====== Passage to read ======

Did you prepare your device prior to jailbreaking?
With most of Pangu’s jailbreaks, it is suggested that you disable Find My iPhone and turn off your passcode prior to jailbreaking. Unlike previous tools, do not turn on Airplane Mode, because this jailbreak relies on an internet connection to verify a free certificate before the jailbreak can be completed.
Keep your internet connected while you’re jailbreaking your device, because this is an important step.
Is iTunes installed and trusted?
The jailbreak requires that you have iTunes installed on your computer. If you don’t you will need to download and install it prior to launching the tool.
Once you do, make sure to trust your computer from your iOS device and then trust your your iOS device through iTunes. If you don’t, they won’t be able to talk to one another over the Lightning to USB cable connection.
Are you leaving your device alone?
The jailbreak tool recommends that you don’t touch any buttons to multi-task on the device while it’s trying to complete the jailbreak process. Don’t run apps in the background or fiddle around with the device while it’s jailbreaking, because this can cause instability in the jailbreak process and cause it to fail.
Let it do its thing, and play with it later on, after the jailbreak is completed.

======

* **List of tasks**
A - Reproduce the part of the jailbreak checklist above from "Keep your internet" to "USB cable connection." word for word.
B - Answer these questions using the jailbreak checklist above:
(i) Why should Airplane Mode not be turned on for this jailbreak?
(ii) What program must be installed on the computer before launching the tool?
(iii) What can running apps in the background or fiddling with the device during the jailbreak cause?

====== Records provided ======

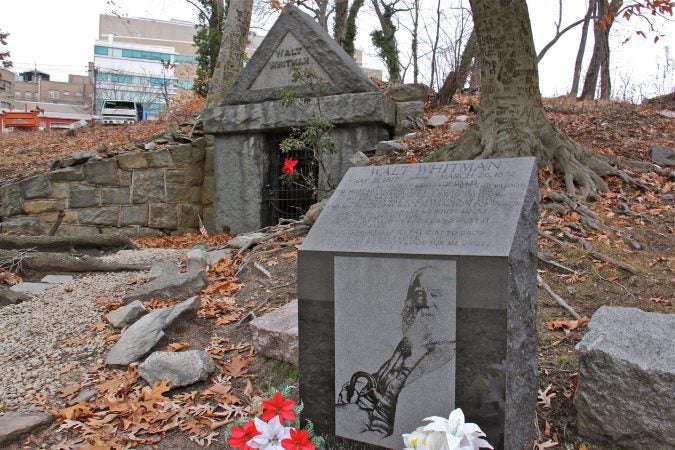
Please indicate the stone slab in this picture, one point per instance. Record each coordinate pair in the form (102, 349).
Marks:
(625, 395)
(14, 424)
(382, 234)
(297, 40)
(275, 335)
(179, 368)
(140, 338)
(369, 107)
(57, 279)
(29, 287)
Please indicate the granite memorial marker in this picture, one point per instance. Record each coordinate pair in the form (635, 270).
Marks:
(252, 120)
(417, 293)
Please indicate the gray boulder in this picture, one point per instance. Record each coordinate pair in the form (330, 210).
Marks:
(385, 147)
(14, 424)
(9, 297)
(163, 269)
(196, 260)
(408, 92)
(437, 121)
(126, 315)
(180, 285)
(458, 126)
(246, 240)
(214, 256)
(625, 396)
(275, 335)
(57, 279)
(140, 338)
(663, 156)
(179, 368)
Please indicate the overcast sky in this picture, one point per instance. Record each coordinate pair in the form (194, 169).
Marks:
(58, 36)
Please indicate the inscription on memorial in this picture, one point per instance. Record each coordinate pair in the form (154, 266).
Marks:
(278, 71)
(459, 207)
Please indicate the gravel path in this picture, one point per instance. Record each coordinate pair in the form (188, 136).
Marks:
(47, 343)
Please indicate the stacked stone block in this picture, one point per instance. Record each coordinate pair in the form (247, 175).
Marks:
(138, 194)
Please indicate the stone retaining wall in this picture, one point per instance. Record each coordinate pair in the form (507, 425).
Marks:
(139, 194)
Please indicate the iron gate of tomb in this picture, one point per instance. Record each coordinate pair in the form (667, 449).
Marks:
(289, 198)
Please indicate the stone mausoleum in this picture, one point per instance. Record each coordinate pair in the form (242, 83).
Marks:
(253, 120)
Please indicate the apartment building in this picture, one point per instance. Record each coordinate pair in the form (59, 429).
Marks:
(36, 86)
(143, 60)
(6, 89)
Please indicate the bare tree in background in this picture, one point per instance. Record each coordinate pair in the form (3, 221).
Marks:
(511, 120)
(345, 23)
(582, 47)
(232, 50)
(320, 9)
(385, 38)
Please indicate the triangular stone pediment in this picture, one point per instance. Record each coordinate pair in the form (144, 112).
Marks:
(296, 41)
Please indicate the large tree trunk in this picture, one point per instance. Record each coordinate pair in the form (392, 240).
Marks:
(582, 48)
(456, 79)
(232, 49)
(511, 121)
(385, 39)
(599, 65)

======
====== Records provided ======

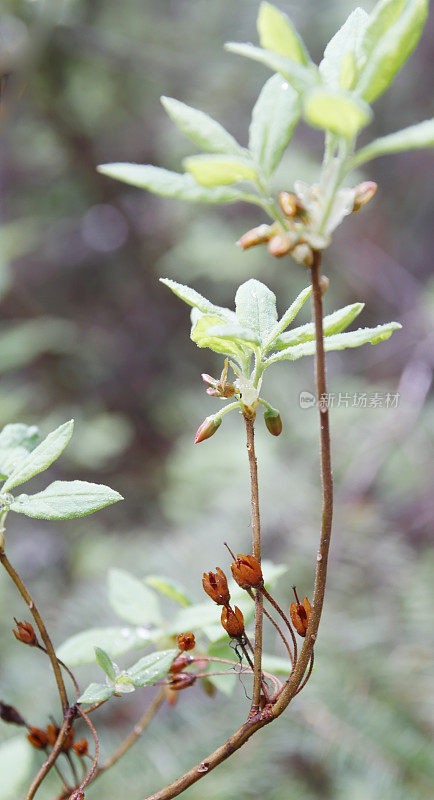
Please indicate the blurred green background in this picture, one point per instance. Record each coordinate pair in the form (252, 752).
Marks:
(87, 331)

======
====== Records provided ======

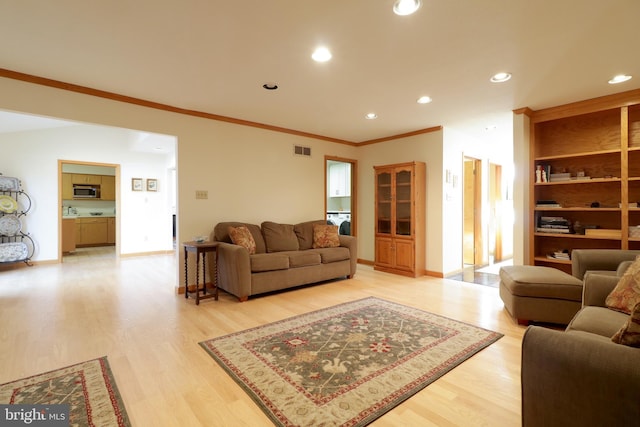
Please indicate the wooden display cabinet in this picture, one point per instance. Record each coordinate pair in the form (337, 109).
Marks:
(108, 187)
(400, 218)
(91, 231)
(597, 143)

======

* **Answers by task**
A -
Keep your internet connected while you’re jailbreaking your device, because this is an important step.
Is iTunes installed and trusted?
The jailbreak requires that you have iTunes installed on your computer. If you don’t you will need to download and install it prior to launching the tool.
Once you do, make sure to trust your computer from your iOS device and then trust your your iOS device through iTunes. If you don’t, they won’t be able to talk to one another over the Lightning to USB cable connection.

B -
(i) The jailbreak relies on an internet connection to verify a free certificate before it can be completed.
(ii) iTunes.
(iii) It can cause instability in the jailbreak process and cause it to fail.